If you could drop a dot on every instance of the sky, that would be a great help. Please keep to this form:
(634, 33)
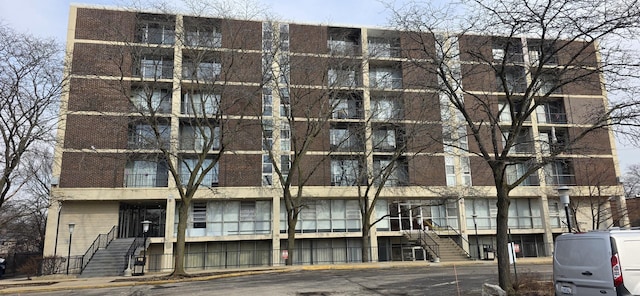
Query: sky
(49, 18)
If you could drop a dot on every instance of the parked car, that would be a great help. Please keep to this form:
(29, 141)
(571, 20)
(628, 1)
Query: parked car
(3, 266)
(604, 262)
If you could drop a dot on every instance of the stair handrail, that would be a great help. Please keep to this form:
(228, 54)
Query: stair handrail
(137, 242)
(458, 234)
(101, 242)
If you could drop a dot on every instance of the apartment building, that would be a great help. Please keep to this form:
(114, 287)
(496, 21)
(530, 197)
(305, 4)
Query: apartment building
(369, 91)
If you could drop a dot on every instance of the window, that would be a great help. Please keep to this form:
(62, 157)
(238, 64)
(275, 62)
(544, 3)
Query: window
(156, 33)
(522, 143)
(143, 136)
(560, 172)
(204, 37)
(267, 170)
(188, 168)
(525, 213)
(385, 78)
(554, 139)
(344, 107)
(267, 102)
(344, 138)
(206, 70)
(155, 67)
(515, 171)
(398, 175)
(146, 173)
(199, 215)
(144, 100)
(450, 170)
(342, 78)
(199, 137)
(515, 80)
(384, 47)
(384, 139)
(345, 172)
(200, 103)
(551, 112)
(386, 108)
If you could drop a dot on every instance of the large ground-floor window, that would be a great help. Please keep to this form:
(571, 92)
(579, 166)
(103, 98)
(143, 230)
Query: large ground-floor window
(219, 218)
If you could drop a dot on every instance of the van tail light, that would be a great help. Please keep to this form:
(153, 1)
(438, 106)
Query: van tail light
(617, 270)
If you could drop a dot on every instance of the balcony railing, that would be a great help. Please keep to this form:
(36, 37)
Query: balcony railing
(561, 180)
(560, 118)
(145, 180)
(386, 83)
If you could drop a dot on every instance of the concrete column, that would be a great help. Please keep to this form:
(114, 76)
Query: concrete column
(548, 233)
(275, 229)
(167, 258)
(52, 230)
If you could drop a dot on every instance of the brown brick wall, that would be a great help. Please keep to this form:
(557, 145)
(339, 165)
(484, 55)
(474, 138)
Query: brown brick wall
(421, 106)
(593, 142)
(241, 34)
(427, 171)
(583, 110)
(241, 67)
(306, 70)
(321, 175)
(481, 173)
(101, 59)
(107, 25)
(99, 95)
(308, 39)
(240, 170)
(102, 132)
(84, 170)
(424, 138)
(241, 100)
(478, 77)
(310, 102)
(417, 45)
(418, 76)
(243, 134)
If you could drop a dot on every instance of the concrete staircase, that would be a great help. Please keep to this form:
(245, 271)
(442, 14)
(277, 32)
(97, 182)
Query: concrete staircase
(109, 261)
(448, 250)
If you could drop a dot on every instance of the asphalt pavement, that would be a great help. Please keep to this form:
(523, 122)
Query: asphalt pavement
(63, 282)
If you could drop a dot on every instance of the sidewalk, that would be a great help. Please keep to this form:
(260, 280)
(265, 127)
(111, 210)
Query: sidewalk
(64, 282)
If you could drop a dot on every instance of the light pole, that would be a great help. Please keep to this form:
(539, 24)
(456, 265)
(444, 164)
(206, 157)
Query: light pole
(145, 229)
(563, 192)
(475, 225)
(72, 226)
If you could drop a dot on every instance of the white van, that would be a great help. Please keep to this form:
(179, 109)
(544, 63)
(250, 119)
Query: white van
(605, 262)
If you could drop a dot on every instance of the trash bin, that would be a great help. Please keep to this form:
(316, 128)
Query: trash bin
(138, 266)
(489, 254)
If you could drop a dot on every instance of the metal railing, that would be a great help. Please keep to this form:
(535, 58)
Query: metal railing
(101, 242)
(137, 242)
(437, 229)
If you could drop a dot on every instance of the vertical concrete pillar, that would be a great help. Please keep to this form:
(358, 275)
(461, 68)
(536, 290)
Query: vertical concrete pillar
(167, 254)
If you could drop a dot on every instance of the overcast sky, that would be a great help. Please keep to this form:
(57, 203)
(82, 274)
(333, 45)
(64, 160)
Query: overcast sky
(49, 18)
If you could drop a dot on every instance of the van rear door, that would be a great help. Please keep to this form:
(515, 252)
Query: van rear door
(628, 246)
(582, 265)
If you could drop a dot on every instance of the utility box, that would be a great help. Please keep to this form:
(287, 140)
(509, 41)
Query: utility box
(138, 265)
(489, 253)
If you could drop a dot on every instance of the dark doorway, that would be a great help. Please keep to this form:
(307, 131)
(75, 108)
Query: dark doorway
(132, 215)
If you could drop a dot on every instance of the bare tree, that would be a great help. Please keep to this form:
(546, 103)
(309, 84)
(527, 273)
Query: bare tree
(31, 82)
(506, 63)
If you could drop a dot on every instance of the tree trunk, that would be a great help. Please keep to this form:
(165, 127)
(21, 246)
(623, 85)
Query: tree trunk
(502, 238)
(292, 220)
(180, 244)
(366, 238)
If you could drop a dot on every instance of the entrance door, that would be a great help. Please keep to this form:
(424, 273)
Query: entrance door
(132, 215)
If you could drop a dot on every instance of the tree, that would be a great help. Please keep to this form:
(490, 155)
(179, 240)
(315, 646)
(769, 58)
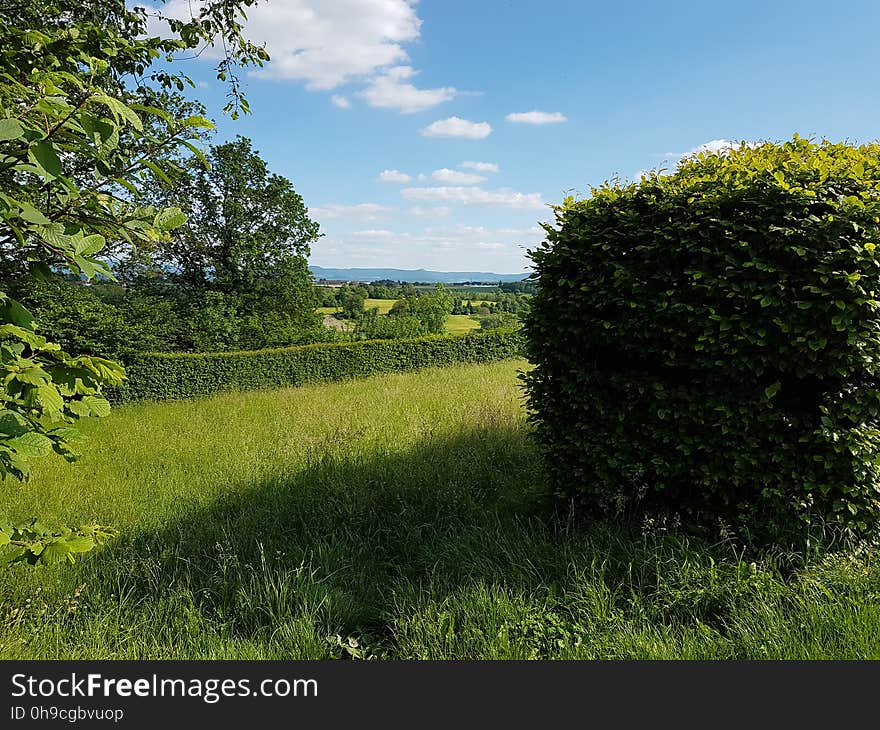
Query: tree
(74, 147)
(243, 222)
(351, 299)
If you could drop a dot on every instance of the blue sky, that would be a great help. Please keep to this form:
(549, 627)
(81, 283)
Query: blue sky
(361, 87)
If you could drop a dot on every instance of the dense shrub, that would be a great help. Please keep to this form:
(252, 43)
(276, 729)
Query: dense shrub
(183, 375)
(708, 342)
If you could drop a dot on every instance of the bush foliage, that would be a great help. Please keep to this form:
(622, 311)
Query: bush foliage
(183, 375)
(708, 342)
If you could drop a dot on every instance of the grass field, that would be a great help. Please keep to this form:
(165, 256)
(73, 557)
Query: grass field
(403, 516)
(456, 324)
(459, 324)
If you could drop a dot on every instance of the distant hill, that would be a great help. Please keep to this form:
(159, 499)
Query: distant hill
(410, 275)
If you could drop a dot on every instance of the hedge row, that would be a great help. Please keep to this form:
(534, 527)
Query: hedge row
(708, 342)
(161, 376)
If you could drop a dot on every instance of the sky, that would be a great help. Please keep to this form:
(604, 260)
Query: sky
(438, 134)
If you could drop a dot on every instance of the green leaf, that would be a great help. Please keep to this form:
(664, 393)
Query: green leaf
(169, 218)
(198, 122)
(31, 445)
(32, 215)
(50, 398)
(97, 406)
(44, 156)
(10, 129)
(90, 244)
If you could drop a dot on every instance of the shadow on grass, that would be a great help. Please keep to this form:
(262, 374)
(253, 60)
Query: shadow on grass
(450, 548)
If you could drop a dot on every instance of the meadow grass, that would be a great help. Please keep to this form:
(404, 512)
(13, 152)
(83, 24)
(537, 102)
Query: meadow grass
(383, 305)
(459, 324)
(403, 516)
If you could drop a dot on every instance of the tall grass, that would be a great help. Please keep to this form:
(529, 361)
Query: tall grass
(403, 516)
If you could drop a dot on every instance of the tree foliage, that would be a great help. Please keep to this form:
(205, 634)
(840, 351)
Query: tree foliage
(708, 342)
(75, 143)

▶ **ASSIGNMENT**:
Pictures are not part of the copy; reproduce everything else in the records exactly.

▶ **TASK RESULT**:
If you could drop a dot on every instance of the sky, that would be a great help. Please keep to this form:
(634, 33)
Query: sky
(49, 18)
If you could drop a dot on every instance of the parked car, that would be a great help. Please keep to this form:
(29, 141)
(571, 20)
(628, 1)
Query: parked car
(3, 266)
(604, 262)
If you could drop a dot on every instance of the stair handrail, that would be a great help. Please keep to this form:
(228, 54)
Query: stair handrail
(137, 242)
(458, 234)
(101, 242)
If you could drop a dot on every instance of the apartment building, that would be a great help. Please keep to this form:
(114, 287)
(496, 21)
(530, 197)
(305, 4)
Query: apartment building
(369, 91)
If you could drop a dot on every instance of the window, that would be a great help. Please keep to this form:
(62, 157)
(238, 64)
(275, 62)
(544, 3)
Query: window
(156, 33)
(522, 143)
(143, 136)
(560, 172)
(204, 37)
(267, 170)
(188, 168)
(525, 213)
(385, 78)
(554, 139)
(344, 107)
(267, 102)
(344, 138)
(206, 70)
(155, 67)
(515, 171)
(398, 175)
(146, 173)
(199, 215)
(144, 100)
(450, 170)
(342, 78)
(199, 137)
(515, 80)
(384, 47)
(384, 139)
(345, 172)
(200, 103)
(551, 112)
(386, 108)
If you could drop a dot on every instance of the large ground-floor window, that would be a great help. Please keep to this form:
(571, 92)
(579, 166)
(103, 98)
(143, 230)
Query: large ground-floor window
(219, 218)
If you could drop a dot on every instance of the van tail light, that would be a great help. Please keep to this form:
(153, 1)
(438, 106)
Query: van tail light
(617, 270)
If you could drop a dot on every instance of the balcony railing, that would be a great help. Please keep to this form:
(36, 37)
Query: balcony railing
(561, 180)
(560, 118)
(145, 180)
(386, 83)
If you could drop a dot on every instance of the concrete column, that would be a great help. Please keep to this form:
(114, 76)
Query: concrete column
(548, 233)
(275, 229)
(167, 258)
(52, 230)
If you could drop a dot on every instance of the brown brick wall, that would be a great help. Please keep to this form:
(557, 145)
(339, 165)
(484, 55)
(474, 138)
Query: brown brick wall
(421, 106)
(593, 142)
(241, 34)
(427, 171)
(583, 110)
(241, 67)
(306, 70)
(321, 175)
(481, 173)
(101, 59)
(107, 25)
(99, 95)
(308, 39)
(240, 170)
(102, 132)
(84, 170)
(424, 138)
(241, 100)
(478, 77)
(310, 102)
(417, 45)
(418, 76)
(243, 134)
If you could drop a dot on every instance of the concrete staircase, that would be a great help. Please keep to this form:
(245, 271)
(442, 14)
(277, 32)
(97, 182)
Query: concrete staircase
(109, 261)
(448, 250)
If you could drop a dot on every instance of the asphalt pavement, that would be a great help. Please keep to this form:
(523, 122)
Query: asphalt pavement
(63, 282)
If you could drop a dot on every instance of the sidewalk, that would be a great help. Please keep to this form:
(260, 280)
(265, 127)
(111, 210)
Query: sidewalk
(64, 282)
If you could drop a dot on every instance of the light pole, that would be a great help. Please keep to this form:
(539, 24)
(456, 265)
(444, 164)
(206, 157)
Query: light pole
(145, 229)
(563, 192)
(475, 225)
(72, 226)
If you could drop a dot on every instance of the white van, that would be a great help. Please keep to this form:
(179, 109)
(544, 63)
(250, 119)
Query: white van
(605, 262)
If you could drop a dot on every instance of the trash bin, that would be a great help. Please keep to this form:
(316, 128)
Query: trash bin
(138, 266)
(489, 254)
If you could drop a dot on every instance of the metal railing, that would be a great help. Please keep to this form:
(535, 58)
Query: metal railing
(101, 242)
(137, 242)
(437, 229)
If you could drop a dot on every instance of the vertical concrete pillar, that would be a great help. Please keep to this form:
(358, 275)
(461, 68)
(536, 290)
Query: vertical concrete pillar
(167, 254)
If you could drop a dot on every instance of the overcast sky, that would be a great help. Please keep to this form:
(57, 203)
(82, 274)
(333, 45)
(64, 160)
Query: overcast sky
(49, 18)
If you could drop a dot on every instance of the van rear door, that would be a great help. Please keep to this form:
(515, 252)
Query: van rear door
(628, 246)
(582, 265)
If you could drop a dot on every instance of the utility box, that would be a great help. Please keep to this form:
(287, 140)
(509, 41)
Query: utility box
(138, 265)
(489, 253)
If you could drop a dot on every instance of the dark doorway, that would be a great help. Please keep to this form:
(307, 131)
(75, 108)
Query: dark doorway
(132, 215)
If you could drop a dot on every instance of the bare tree, that would be a great help. Please keep to this form:
(546, 103)
(309, 84)
(527, 273)
Query: bare tree
(31, 82)
(506, 63)
If you could drop a dot on every instance of the tree trunk, that would be a great help. Please keep to this form:
(165, 127)
(21, 246)
(623, 85)
Query: tree trunk
(502, 238)
(292, 220)
(180, 244)
(366, 238)
If you could drop a dot on every instance of the entrance door, that would be a great help. Please keep to this form:
(424, 273)
Query: entrance door
(132, 215)
If you could drop a dot on every instance of the tree, that would be a great help. Please keep to this form:
(490, 155)
(179, 240)
(315, 646)
(769, 58)
Query: tree
(74, 147)
(243, 222)
(351, 299)
If you could drop a dot on every instance of the blue sky, that would be a great help. Please keep to this form:
(549, 627)
(81, 283)
Query: blue sky
(361, 87)
If you could drop a dot on every instance of the dense shrub, that would be a great help. Please keep to this form:
(252, 43)
(276, 729)
Query: dense shrub
(183, 375)
(708, 342)
If you could drop a dot on every instance of the bush foliage, that would be a great help. Please keep to this form:
(622, 311)
Query: bush foliage
(183, 375)
(708, 342)
If you could drop a dot on every instance of the grass field, that would be a great help. Please keep to this form:
(165, 256)
(73, 557)
Query: grass field
(403, 516)
(456, 324)
(459, 324)
If you could drop a dot on every instance of the distant hill, that would be a great help. Please keep to this form:
(159, 499)
Query: distant hill
(410, 275)
If you could drop a dot on every instance of the hedge row, that would be a great help. Please keep to this form:
(534, 527)
Query: hedge row
(708, 342)
(161, 376)
If you could drop a dot on every instance of the sky, that would be a great help. Please keep to this form:
(604, 260)
Query: sky
(438, 134)
If you could drop a dot on every instance of the green leaf, that would be a great help. Please keep to this form:
(664, 393)
Query: green leaf
(169, 218)
(198, 122)
(31, 445)
(32, 215)
(50, 398)
(97, 406)
(44, 156)
(10, 129)
(90, 244)
If you could drop a dot on every instance of the shadow on grass, that would be a great help. Please keep to this form:
(262, 374)
(253, 60)
Query: shadow on grass
(450, 548)
If you could drop a dot on every instance of the meadow grass, that would be a great help. Please keep to this form:
(404, 512)
(13, 152)
(83, 24)
(537, 102)
Query: meadow grass
(383, 305)
(459, 324)
(403, 516)
If you could drop a dot on every instance of the tall grass, that would be a great help. Please keep to this form:
(529, 361)
Query: tall grass
(403, 516)
If you could drop a dot on every instance of the tree foliage, that would be a great help. Please keep to this form:
(205, 634)
(840, 351)
Query: tree foliage
(708, 342)
(75, 143)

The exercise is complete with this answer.